→ Yang Ditanyakan:
1. Periksa apakah tiap pernyataan berikut sesuai dengan teks tentang pemberontakan di Mesir. Jawab ya atau tidak untuk masing-masing, lalu kutip kata-kata dari teks yang menentukannya: (a) Protes-protes memuncak pada hari Jumat. (b) Jam malam dipatuhi oleh para pengunjuk rasa. (c) Lapangan Tahrir merupakan titik utama demonstrasi.
2. Ubah paragraf yang diawali "Hari ini (31/1)" dalam teks tentang pemberontakan di Mesir menjadi daftar berpoin singkat yang memuat fakta-fakta utamanya.
3. Tuliskan lanjutan teks tentang pemberontakan di Mesir, dimulai setelah kalimat terakhirnya.

→ Bagian Teks:
··········
Pemberontakan popular menentang pemerintahan Hosni Mubarak berlanjut. Pada hari Minggu pagi, matahari terbit kembali di atas hari yang menegangkan menyusul malam pemberontakan massa dan protes anti-pemerintah yang mengubah jam malam menjadi kata-kata hampa. Kenyataan ini dengan jelas mengekspos situasi yang sesungguhnya.
Hari ini (31/1) adalah hari kerja pertama di ibukota Mesir setelah protes-protes memuncak hari Jumat. Namun, dalam kata-kata Dan Nolan dari Al Jazeera, ini jauh hari “bisnis seperti biasa”. Jalan-jalan utama ibukota sekarang telah diblokir oleh tank-tank militer dan mobil-mobil lapis baja. Pengadang-pengadang jalan extra telah didirikan dalam sebuah usaha jelas untuk mengalihkan kendaraan dari Lapangan Tahrir, titik utama demonstrasi. “Situasi masihlah sangat menegangkan dengan begitu banyak militer di ibukota negara,” katanya.
··········
→ Data Ditampilkan:
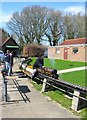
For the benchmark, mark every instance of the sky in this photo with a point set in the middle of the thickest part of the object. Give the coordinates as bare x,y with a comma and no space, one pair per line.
8,7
··········
→ Hasil Latihan:
1.
(a) Ya: "setelah protes-protes memuncak hari Jumat".
(b) Tidak: "protes anti-pemerintah yang mengubah jam malam menjadi kata-kata hampa".
(c) Ya: "Lapangan Tahrir, titik utama demonstrasi".

2.
- Tanggal 31/1 adalah hari kerja pertama di ibu kota Mesir setelah protes memuncak pada hari Jumat.
- Jalan-jalan utama ibu kota diblokir oleh tank militer dan mobil lapis baja.
- Pengadang jalan tambahan didirikan untuk mengalihkan kendaraan dari Lapangan Tahrir, titik utama demonstrasi.
- Menurut Dan Nolan dari Al Jazeera, situasi masih sangat menegangkan karena banyaknya militer di ibu kota.

3.
Protes lebih lanjut hari ini, 30 Januari.Presiden Mobarak, yang di atas kertas menikmati kekuatan yang besar, membuat dekrit-dekrit. Tentara diperintahkan untuk menjalankan instruksinya. Mereka yang melanggar jam malam diancam dengan konsekuensi yang berat. Tetapi tak seorangpun mematuhi dan tak ada adapun yang terjadi.
Koresponden BBC di Kairo meringkas situasi yang sesungguhnya. Berdiri di depan sebuah gedung besar yang dilalap api dan berasap, dengan jelas terkejut, dia mengatakan, “Markas partai yang berkuasa terbakar dan tidak ada satupun pemadam kebakaran yang terlihat. Dan tentu saja tidak ada polisi. Negara disini telah lenyap.”
Ini bukan hanya satu-satunya kasus. Beberapa gedung utama pemerintah di ibukota terus terbakar pagi hari ini, bukti jelas bahwa rakyat telah menyerang negara. Sekerumunan orang mencoba menyerang Kementerian Interiro yang dibenci, dimana orang-orang dikirim di sana untuk disiksa. Mereka dihadang oleh polisi penembak jitu dari atap, menyebabkan tiga korban jiwa.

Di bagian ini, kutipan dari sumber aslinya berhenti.